## Task directions
Turn the data into a JSON list of strings with one string per line and blank lines left out. Start at the line that contains "Check that every instance of the parked" and continue through the end of the data.

## Data provided
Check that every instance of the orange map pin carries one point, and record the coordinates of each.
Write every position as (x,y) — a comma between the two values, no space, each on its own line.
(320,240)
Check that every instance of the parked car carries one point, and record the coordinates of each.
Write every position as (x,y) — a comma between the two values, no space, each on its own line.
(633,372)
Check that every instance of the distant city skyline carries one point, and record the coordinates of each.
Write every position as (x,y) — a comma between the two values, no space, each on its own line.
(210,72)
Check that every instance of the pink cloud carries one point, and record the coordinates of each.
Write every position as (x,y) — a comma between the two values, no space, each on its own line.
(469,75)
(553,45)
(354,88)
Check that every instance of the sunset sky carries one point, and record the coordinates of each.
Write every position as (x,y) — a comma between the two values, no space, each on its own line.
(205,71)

## Response for this exercise
[
  "Check that every instance of the parked car carries one point, and record the coordinates of each.",
  "Write every position as (x,y) — a comma between the two values, no space, each on its own line.",
  "(633,372)",
  "Check that every instance of the distant city skyline carries one point, and record the coordinates of each.",
  "Write every position as (x,y) — a comma between the two values, no space, each on its own line.",
  "(210,72)",
  "Check that every instance of the pink cloud carries one point, and record the coordinates of each.",
  "Write every position as (x,y) — a comma between the two values, no space, each on its own line.",
  "(469,75)",
  "(553,45)",
  "(354,88)",
  "Check that every instance of the sunset sky carries one point, and record the coordinates of each.",
  "Write every position as (x,y) — a comma between the two values, no space, each on its own line.",
  "(205,71)"
]